In the records below, convert every line from the one containing "Place one pin on each instance of the bird's head, positioned" through the end of the records into a Markdown table with the columns Row and Line, skipping blank lines. Leave the pictures out of the table.

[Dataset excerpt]
------------------------------------------------------------------------
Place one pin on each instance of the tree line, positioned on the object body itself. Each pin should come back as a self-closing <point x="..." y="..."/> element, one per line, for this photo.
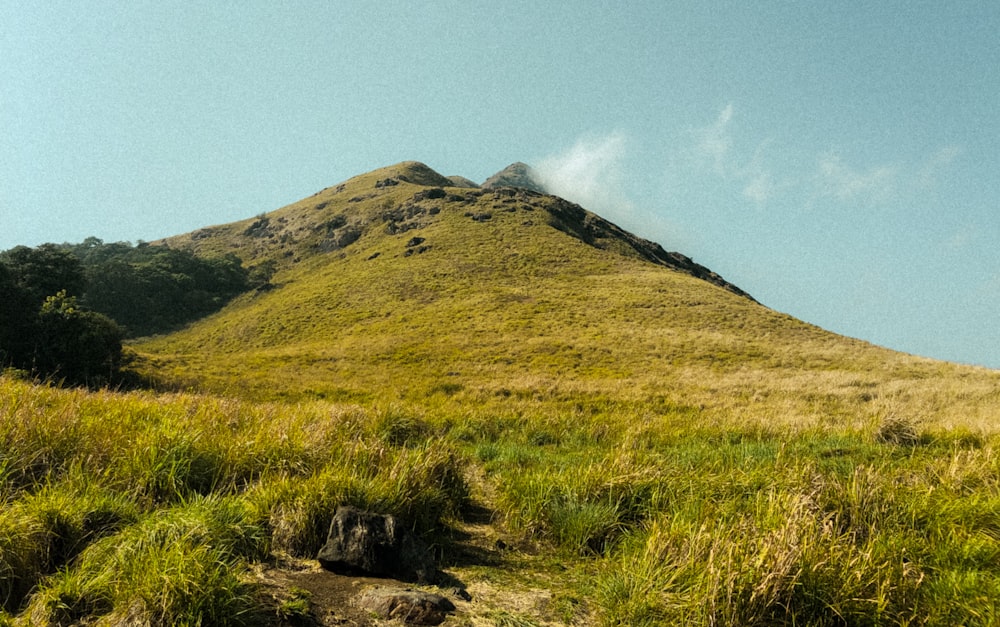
<point x="66" y="308"/>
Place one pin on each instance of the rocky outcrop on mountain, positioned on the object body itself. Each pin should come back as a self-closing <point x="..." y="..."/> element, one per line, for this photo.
<point x="516" y="175"/>
<point x="461" y="181"/>
<point x="372" y="544"/>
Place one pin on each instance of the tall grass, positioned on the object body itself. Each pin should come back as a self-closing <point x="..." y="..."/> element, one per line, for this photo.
<point x="152" y="509"/>
<point x="144" y="509"/>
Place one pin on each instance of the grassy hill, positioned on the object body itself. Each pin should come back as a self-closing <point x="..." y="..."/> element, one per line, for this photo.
<point x="589" y="429"/>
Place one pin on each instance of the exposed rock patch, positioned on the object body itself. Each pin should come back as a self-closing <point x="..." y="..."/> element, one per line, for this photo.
<point x="411" y="606"/>
<point x="367" y="543"/>
<point x="519" y="175"/>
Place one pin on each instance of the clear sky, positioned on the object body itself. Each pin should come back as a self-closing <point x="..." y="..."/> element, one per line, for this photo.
<point x="838" y="160"/>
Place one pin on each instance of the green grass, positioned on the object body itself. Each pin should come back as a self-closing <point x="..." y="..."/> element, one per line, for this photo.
<point x="656" y="449"/>
<point x="667" y="520"/>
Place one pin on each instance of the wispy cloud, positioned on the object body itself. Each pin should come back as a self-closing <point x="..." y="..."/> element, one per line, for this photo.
<point x="590" y="173"/>
<point x="714" y="148"/>
<point x="837" y="179"/>
<point x="715" y="143"/>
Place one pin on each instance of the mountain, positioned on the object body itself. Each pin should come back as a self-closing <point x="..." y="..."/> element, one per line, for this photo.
<point x="516" y="175"/>
<point x="398" y="280"/>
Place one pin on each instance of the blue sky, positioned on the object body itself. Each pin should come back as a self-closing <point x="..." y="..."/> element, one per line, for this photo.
<point x="838" y="160"/>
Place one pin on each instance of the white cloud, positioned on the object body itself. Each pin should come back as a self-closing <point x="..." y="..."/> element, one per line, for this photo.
<point x="839" y="180"/>
<point x="713" y="148"/>
<point x="715" y="142"/>
<point x="590" y="174"/>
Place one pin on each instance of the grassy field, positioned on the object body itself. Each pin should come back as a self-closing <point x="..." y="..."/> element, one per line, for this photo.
<point x="583" y="436"/>
<point x="155" y="509"/>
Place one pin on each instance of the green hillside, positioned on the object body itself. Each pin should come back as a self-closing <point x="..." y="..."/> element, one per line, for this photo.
<point x="392" y="281"/>
<point x="588" y="429"/>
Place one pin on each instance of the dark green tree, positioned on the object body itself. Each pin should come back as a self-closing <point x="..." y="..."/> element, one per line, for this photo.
<point x="79" y="346"/>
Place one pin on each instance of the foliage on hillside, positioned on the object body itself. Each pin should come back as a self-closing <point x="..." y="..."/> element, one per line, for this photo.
<point x="154" y="289"/>
<point x="43" y="329"/>
<point x="67" y="307"/>
<point x="645" y="446"/>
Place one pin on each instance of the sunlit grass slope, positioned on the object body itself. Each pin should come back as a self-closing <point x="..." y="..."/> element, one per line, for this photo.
<point x="394" y="283"/>
<point x="654" y="448"/>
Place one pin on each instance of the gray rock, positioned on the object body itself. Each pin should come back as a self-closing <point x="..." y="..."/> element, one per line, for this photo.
<point x="366" y="543"/>
<point x="411" y="606"/>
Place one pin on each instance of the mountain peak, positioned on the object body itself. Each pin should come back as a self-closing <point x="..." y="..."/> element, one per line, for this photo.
<point x="413" y="172"/>
<point x="516" y="175"/>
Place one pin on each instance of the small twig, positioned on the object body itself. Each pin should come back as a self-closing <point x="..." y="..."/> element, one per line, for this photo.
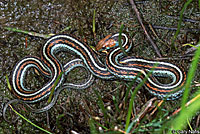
<point x="184" y="19"/>
<point x="188" y="56"/>
<point x="145" y="31"/>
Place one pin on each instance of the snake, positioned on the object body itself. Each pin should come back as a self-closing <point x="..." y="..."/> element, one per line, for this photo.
<point x="117" y="66"/>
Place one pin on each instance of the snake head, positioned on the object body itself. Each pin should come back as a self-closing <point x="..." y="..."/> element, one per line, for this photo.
<point x="107" y="43"/>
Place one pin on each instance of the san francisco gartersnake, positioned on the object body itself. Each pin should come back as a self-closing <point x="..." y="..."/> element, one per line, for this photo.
<point x="115" y="67"/>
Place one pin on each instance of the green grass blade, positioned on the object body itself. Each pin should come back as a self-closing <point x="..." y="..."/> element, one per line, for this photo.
<point x="93" y="22"/>
<point x="129" y="87"/>
<point x="29" y="121"/>
<point x="179" y="22"/>
<point x="92" y="126"/>
<point x="184" y="113"/>
<point x="120" y="39"/>
<point x="28" y="32"/>
<point x="199" y="4"/>
<point x="54" y="86"/>
<point x="101" y="105"/>
<point x="8" y="82"/>
<point x="133" y="96"/>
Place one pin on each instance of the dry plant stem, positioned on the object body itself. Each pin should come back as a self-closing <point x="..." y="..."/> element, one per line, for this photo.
<point x="145" y="31"/>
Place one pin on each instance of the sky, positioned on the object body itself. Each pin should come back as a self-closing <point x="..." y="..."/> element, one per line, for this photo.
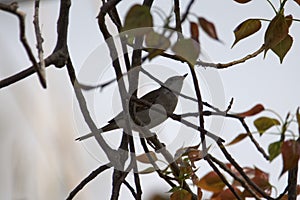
<point x="39" y="157"/>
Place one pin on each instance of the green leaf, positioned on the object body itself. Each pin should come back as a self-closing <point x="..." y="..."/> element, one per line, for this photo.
<point x="238" y="138"/>
<point x="290" y="151"/>
<point x="242" y="1"/>
<point x="264" y="123"/>
<point x="211" y="182"/>
<point x="298" y="116"/>
<point x="277" y="30"/>
<point x="297" y="1"/>
<point x="245" y="29"/>
<point x="208" y="28"/>
<point x="138" y="16"/>
<point x="283" y="47"/>
<point x="274" y="150"/>
<point x="157" y="42"/>
<point x="188" y="49"/>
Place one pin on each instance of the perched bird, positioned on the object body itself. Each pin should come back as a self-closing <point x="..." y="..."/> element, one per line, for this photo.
<point x="162" y="100"/>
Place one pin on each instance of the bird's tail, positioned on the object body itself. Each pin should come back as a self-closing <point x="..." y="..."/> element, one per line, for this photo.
<point x="108" y="127"/>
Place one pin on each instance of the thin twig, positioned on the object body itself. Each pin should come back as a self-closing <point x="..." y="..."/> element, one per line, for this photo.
<point x="235" y="62"/>
<point x="39" y="40"/>
<point x="237" y="178"/>
<point x="88" y="179"/>
<point x="240" y="170"/>
<point x="183" y="18"/>
<point x="13" y="9"/>
<point x="222" y="177"/>
<point x="200" y="109"/>
<point x="113" y="155"/>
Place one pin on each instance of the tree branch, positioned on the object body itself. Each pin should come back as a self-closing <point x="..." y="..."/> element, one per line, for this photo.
<point x="13" y="9"/>
<point x="88" y="179"/>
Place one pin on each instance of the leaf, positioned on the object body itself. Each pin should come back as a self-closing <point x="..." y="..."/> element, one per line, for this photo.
<point x="261" y="179"/>
<point x="228" y="195"/>
<point x="199" y="193"/>
<point x="144" y="158"/>
<point x="277" y="30"/>
<point x="237" y="139"/>
<point x="297" y="1"/>
<point x="211" y="182"/>
<point x="283" y="47"/>
<point x="208" y="28"/>
<point x="242" y="1"/>
<point x="289" y="20"/>
<point x="157" y="42"/>
<point x="194" y="31"/>
<point x="148" y="170"/>
<point x="253" y="111"/>
<point x="188" y="49"/>
<point x="181" y="195"/>
<point x="290" y="152"/>
<point x="298" y="117"/>
<point x="274" y="150"/>
<point x="245" y="29"/>
<point x="138" y="16"/>
<point x="264" y="123"/>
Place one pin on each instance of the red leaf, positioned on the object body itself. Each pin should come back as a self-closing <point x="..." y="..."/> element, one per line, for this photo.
<point x="208" y="27"/>
<point x="194" y="31"/>
<point x="277" y="30"/>
<point x="290" y="151"/>
<point x="253" y="111"/>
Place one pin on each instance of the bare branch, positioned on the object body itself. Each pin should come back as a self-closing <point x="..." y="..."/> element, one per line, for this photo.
<point x="39" y="40"/>
<point x="88" y="179"/>
<point x="13" y="9"/>
<point x="227" y="65"/>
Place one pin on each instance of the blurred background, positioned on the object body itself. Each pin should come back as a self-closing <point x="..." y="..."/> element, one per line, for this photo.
<point x="39" y="157"/>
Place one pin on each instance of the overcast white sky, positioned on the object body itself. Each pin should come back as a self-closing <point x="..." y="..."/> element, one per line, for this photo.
<point x="39" y="158"/>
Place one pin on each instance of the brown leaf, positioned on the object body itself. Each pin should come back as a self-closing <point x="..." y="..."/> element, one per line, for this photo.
<point x="145" y="159"/>
<point x="262" y="124"/>
<point x="242" y="1"/>
<point x="238" y="138"/>
<point x="245" y="29"/>
<point x="211" y="182"/>
<point x="181" y="195"/>
<point x="199" y="194"/>
<point x="283" y="47"/>
<point x="208" y="27"/>
<point x="253" y="111"/>
<point x="277" y="30"/>
<point x="194" y="31"/>
<point x="228" y="195"/>
<point x="290" y="151"/>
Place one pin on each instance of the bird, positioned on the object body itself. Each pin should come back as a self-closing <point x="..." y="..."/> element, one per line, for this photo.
<point x="162" y="100"/>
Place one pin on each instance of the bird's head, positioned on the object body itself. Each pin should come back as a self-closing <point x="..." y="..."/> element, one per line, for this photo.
<point x="175" y="83"/>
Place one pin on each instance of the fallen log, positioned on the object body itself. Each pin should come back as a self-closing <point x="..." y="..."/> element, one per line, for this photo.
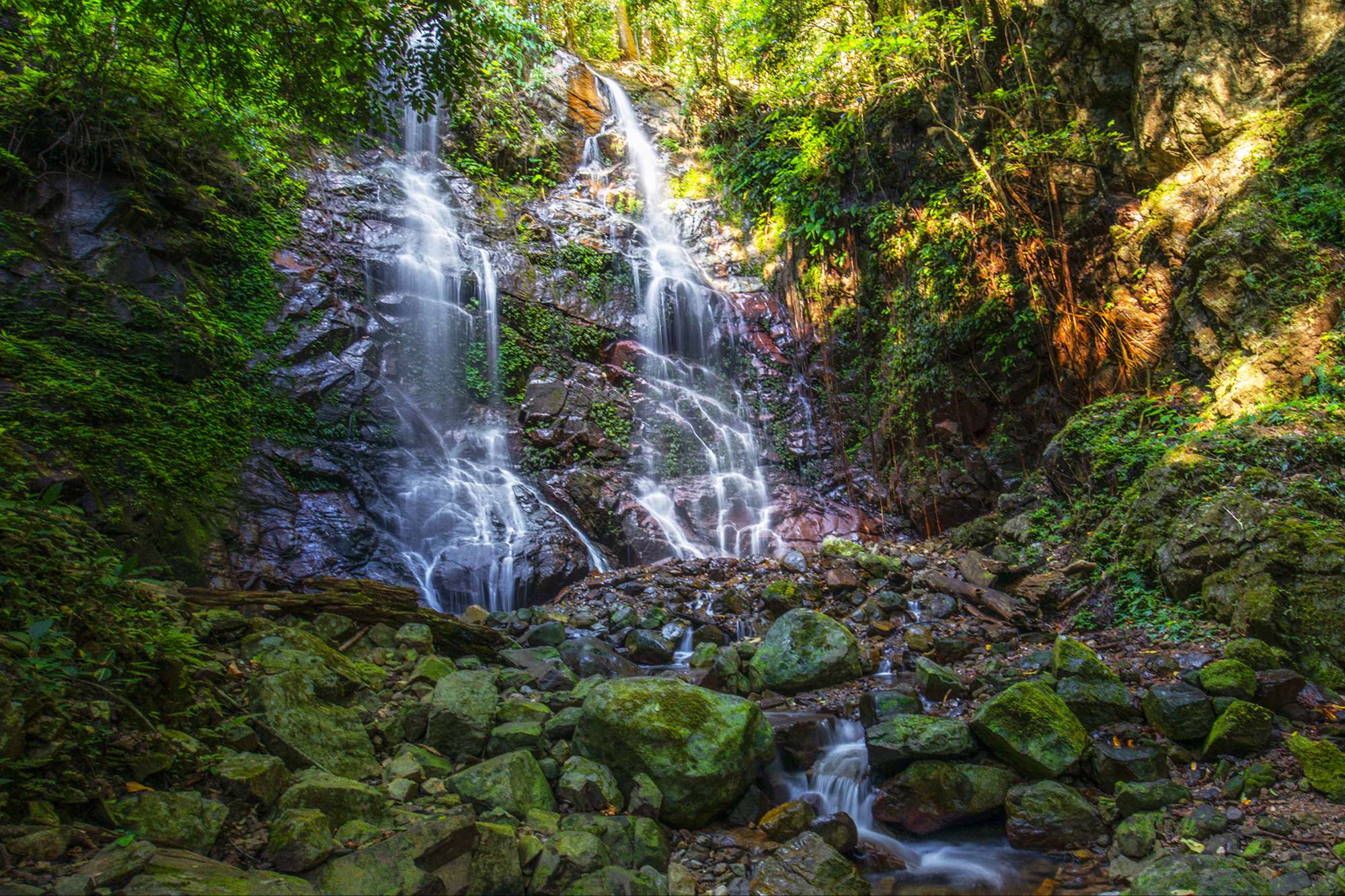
------------------------------------------------------------------------
• _Task answer_
| Row | Line |
|---|---|
| 1 | Place one pin on each instance of the bird's head, positioned on the object body itself. Each pin should come back as a self-closing <point x="..." y="..."/> element, one per line, for this photo. |
| 2 | <point x="175" y="83"/> |
| 3 | Place one pin on each instance of the fallen log, positioned on the object body itself. Each pin should come back as a self-closing <point x="..." y="..."/> element, one per line, for this photo. |